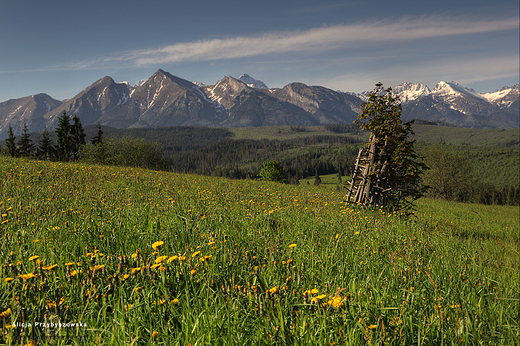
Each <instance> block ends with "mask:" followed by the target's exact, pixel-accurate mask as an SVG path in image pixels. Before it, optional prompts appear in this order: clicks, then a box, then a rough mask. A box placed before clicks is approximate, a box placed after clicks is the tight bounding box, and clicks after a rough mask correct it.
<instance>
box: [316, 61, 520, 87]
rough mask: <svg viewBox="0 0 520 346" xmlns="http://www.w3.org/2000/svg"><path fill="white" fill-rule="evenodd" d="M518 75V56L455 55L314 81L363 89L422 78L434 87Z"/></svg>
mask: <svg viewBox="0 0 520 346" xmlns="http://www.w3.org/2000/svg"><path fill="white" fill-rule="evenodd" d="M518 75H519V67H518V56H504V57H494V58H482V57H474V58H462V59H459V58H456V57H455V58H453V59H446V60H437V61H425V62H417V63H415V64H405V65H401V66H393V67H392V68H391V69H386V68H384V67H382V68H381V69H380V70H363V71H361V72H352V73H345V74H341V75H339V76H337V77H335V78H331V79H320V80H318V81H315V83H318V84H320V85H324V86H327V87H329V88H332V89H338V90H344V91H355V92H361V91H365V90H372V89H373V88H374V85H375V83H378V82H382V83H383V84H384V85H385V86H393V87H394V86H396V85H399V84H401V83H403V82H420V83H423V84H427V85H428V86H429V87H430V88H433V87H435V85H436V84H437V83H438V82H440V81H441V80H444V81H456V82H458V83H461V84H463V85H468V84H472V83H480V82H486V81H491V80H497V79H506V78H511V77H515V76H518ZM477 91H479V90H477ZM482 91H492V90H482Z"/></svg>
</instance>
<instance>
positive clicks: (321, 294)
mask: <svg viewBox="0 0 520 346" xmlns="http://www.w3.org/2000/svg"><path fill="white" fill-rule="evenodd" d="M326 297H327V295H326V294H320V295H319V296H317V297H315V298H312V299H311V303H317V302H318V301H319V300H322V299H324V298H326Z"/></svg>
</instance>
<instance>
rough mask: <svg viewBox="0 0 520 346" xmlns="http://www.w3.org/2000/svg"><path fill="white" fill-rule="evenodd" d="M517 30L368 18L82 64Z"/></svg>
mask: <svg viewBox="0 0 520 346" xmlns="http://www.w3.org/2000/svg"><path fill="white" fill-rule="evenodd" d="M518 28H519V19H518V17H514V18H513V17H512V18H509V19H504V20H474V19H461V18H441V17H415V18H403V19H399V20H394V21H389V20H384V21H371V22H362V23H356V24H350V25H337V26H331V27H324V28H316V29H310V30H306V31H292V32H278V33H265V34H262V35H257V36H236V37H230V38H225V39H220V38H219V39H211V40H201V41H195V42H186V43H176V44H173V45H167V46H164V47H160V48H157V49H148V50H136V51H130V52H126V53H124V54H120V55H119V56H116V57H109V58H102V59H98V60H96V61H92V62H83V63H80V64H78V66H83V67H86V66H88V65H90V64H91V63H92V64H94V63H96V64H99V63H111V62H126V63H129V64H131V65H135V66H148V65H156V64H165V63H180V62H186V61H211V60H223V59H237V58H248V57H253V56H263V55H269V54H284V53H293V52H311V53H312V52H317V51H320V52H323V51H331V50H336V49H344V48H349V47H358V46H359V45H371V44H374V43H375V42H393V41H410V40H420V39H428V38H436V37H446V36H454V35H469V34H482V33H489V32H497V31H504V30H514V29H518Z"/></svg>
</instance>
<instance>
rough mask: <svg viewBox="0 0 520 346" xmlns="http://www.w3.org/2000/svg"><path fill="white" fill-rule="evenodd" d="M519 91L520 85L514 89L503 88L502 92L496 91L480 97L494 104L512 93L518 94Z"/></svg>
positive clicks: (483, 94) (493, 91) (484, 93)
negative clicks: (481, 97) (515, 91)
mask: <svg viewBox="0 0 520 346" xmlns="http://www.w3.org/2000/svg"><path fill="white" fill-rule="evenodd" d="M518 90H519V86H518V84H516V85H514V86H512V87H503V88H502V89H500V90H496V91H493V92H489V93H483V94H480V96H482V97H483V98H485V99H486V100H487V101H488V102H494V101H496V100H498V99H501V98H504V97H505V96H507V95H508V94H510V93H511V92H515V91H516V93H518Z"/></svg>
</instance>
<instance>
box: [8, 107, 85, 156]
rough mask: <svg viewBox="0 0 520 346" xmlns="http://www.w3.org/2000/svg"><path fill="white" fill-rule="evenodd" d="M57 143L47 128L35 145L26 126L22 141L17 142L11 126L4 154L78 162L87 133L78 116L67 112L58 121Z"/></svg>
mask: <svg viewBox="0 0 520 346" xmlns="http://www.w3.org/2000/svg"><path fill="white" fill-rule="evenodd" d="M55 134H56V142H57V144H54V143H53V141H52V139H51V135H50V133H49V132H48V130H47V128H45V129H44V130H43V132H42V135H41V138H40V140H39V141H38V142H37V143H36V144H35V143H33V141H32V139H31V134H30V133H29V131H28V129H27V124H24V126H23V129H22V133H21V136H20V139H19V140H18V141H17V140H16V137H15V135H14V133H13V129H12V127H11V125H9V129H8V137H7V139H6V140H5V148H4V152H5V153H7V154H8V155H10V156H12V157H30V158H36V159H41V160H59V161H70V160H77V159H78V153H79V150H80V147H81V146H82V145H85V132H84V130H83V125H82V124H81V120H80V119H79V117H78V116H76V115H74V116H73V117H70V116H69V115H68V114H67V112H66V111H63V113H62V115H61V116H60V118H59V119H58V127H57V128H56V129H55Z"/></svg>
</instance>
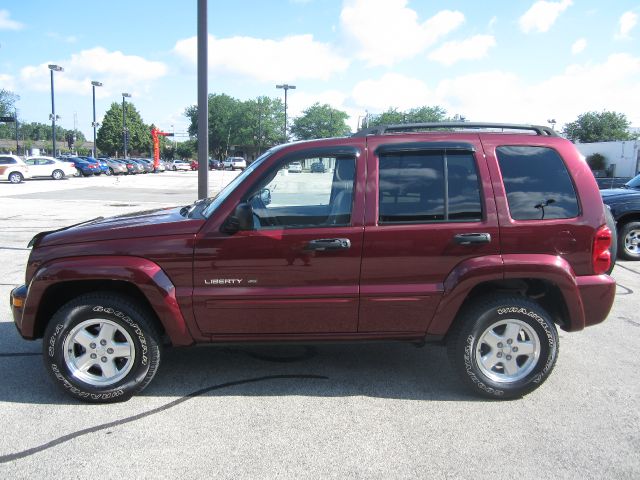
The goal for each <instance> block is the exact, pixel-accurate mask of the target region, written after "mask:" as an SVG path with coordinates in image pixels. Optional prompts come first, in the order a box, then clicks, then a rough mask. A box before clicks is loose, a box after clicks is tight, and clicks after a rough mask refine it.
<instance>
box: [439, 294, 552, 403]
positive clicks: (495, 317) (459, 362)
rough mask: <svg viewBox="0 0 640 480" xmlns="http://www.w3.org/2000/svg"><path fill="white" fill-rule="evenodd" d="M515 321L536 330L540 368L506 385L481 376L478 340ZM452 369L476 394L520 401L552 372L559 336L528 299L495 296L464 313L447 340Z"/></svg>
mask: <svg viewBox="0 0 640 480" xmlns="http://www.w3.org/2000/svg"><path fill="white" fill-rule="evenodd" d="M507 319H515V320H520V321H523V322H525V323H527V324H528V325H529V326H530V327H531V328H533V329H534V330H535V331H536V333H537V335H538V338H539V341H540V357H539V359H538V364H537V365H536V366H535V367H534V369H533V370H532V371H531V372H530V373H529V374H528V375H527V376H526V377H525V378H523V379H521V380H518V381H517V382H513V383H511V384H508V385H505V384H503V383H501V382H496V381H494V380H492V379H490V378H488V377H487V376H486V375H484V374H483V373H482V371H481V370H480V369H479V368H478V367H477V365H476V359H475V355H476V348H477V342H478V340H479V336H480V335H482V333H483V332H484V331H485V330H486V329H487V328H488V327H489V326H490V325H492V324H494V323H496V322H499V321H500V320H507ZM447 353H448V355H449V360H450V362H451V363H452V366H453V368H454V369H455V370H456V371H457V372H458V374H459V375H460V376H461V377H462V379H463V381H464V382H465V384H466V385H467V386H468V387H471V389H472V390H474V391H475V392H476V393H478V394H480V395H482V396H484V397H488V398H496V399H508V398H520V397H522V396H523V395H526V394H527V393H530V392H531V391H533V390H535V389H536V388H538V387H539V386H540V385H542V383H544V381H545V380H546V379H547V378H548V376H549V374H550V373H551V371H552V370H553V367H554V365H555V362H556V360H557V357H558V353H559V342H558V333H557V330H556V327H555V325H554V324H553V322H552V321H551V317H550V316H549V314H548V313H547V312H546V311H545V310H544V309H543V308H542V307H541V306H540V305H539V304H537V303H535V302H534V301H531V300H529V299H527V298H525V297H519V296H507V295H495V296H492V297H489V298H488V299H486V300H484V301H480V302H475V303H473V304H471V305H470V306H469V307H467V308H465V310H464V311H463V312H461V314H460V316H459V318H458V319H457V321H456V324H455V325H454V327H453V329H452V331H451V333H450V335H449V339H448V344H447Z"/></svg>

###

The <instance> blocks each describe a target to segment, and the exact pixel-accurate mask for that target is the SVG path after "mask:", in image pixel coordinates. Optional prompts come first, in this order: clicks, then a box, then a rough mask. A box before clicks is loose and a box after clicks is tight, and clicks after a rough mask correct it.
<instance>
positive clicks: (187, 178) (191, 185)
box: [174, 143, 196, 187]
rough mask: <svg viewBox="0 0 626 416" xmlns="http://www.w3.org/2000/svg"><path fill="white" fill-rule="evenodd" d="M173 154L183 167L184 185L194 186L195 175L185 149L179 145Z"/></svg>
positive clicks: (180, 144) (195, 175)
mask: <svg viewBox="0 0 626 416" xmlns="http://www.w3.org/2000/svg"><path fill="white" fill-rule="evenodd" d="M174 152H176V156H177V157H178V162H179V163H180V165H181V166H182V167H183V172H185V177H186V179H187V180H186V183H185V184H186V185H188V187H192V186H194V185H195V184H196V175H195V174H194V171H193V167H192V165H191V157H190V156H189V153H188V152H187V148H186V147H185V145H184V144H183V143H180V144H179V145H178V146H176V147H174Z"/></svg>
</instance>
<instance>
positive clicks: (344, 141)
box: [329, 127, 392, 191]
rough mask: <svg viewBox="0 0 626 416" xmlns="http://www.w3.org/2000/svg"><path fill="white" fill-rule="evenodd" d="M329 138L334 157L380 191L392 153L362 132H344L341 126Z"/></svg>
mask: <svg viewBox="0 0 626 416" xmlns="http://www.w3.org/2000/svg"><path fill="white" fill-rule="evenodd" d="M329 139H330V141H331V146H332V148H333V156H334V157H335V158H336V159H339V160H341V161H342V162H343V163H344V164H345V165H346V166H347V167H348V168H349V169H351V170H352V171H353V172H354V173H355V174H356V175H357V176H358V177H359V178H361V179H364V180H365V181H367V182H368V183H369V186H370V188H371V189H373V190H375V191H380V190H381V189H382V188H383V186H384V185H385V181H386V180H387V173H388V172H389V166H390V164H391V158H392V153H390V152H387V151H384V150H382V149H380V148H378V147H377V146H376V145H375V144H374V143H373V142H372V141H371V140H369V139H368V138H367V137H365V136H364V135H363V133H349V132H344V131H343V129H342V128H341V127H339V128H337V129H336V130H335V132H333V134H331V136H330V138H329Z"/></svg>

###

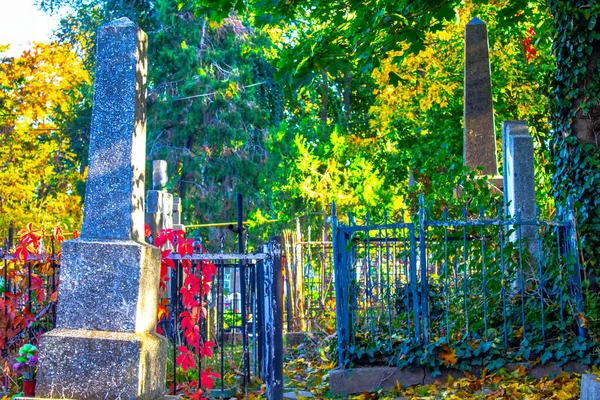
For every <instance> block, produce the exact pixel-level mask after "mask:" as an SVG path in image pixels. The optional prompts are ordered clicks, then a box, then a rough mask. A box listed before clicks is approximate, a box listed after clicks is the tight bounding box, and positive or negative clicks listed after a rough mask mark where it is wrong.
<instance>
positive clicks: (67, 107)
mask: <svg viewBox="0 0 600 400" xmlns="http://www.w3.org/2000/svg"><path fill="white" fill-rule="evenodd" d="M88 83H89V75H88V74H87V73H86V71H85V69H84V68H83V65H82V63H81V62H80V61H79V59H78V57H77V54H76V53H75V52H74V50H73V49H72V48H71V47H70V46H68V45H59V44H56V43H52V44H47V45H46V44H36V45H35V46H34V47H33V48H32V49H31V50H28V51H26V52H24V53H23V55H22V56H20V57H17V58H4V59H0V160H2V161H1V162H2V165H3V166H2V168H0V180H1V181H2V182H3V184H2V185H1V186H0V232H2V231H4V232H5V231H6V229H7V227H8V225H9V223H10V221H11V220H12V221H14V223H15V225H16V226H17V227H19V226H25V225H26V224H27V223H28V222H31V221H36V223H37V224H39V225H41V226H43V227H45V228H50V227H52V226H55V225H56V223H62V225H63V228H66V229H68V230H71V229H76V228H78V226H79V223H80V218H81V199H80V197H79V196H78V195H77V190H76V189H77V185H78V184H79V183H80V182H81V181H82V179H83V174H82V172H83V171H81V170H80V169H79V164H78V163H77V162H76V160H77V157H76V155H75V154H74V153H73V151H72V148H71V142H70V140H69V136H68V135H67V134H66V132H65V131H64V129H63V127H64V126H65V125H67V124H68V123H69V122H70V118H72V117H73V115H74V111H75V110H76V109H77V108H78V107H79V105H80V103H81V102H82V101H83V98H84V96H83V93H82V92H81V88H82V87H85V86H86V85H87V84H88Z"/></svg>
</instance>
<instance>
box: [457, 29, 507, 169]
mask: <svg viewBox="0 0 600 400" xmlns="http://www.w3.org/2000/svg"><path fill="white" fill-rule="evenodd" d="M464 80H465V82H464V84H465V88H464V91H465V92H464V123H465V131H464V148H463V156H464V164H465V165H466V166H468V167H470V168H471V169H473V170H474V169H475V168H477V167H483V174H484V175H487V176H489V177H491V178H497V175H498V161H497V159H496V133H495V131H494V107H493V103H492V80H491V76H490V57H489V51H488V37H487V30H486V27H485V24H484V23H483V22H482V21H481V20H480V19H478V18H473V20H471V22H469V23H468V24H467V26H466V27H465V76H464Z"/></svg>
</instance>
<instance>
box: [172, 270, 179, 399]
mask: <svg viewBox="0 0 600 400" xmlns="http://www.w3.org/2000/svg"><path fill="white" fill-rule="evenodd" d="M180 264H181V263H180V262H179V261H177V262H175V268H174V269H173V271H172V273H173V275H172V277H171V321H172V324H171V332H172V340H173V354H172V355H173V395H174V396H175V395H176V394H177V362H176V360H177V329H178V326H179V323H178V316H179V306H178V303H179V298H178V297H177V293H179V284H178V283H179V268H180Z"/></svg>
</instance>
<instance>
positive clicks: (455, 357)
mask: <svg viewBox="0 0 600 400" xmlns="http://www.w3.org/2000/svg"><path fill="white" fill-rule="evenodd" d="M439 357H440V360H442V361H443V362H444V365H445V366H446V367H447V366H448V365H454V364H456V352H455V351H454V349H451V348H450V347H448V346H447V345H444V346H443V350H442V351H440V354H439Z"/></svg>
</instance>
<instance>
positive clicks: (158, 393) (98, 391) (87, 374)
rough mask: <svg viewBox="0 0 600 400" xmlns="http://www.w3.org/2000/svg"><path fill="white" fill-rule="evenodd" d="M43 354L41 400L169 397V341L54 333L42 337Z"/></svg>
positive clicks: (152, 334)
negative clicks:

###

→ TASK DETAILS
Return a word-for-word copy of the lines above from the one holding "positive clicks: (180, 144) (195, 175)" through the one holding "box: [329, 127, 392, 191]", with both of them included and nothing besides.

→ REPLY TO THE EXERCISE
positive clicks: (180, 144) (195, 175)
mask: <svg viewBox="0 0 626 416" xmlns="http://www.w3.org/2000/svg"><path fill="white" fill-rule="evenodd" d="M174 152H176V156H177V157H178V162H179V163H180V165H181V166H182V167H183V172H185V177H186V179H187V180H186V183H185V184H186V185H188V187H192V186H194V185H195V184H196V175H195V174H194V171H193V167H192V165H191V157H190V156H189V153H188V152H187V148H186V147H185V145H184V144H183V143H180V144H179V145H178V146H176V147H174Z"/></svg>
</instance>
<instance>
positive clicks: (344, 141)
box: [329, 127, 392, 191]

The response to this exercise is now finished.